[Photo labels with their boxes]
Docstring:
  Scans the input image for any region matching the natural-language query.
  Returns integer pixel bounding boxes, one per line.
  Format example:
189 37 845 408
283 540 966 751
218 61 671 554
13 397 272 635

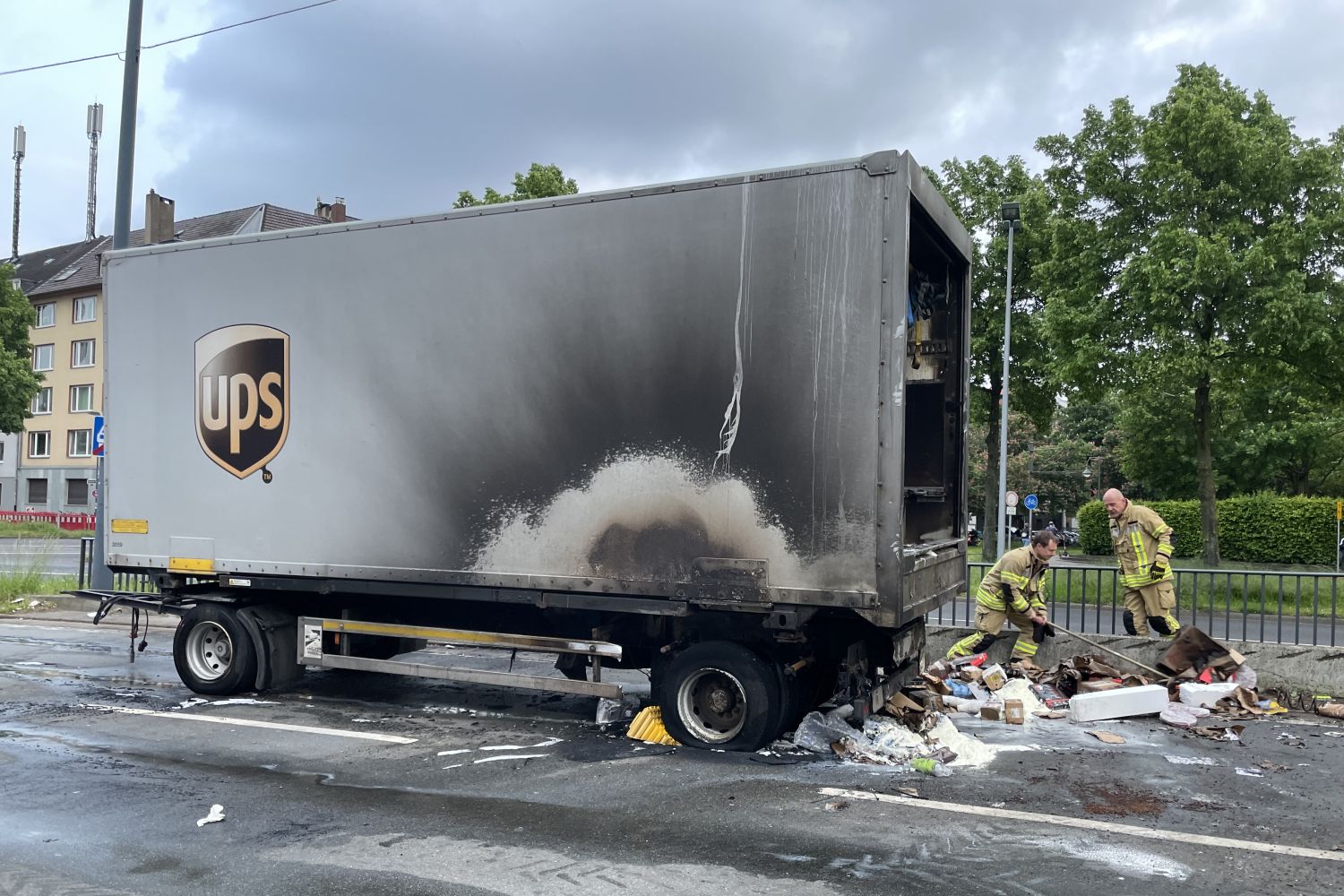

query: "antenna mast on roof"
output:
10 125 29 258
85 102 102 239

WHAT THE TASK REQUIRES - Transcribe all of the items above verbatim, omitting the pictures from your answer.

RESPONSE TO THE TASK -
Docstring:
  Scans the input image for any region matching the natural-language query.
  Returns integer pixel bounding boxes, one per line.
  Format example:
189 37 845 408
283 540 966 751
218 61 671 554
13 397 272 635


query: "antenna mast on roof"
output:
10 125 29 258
85 102 102 239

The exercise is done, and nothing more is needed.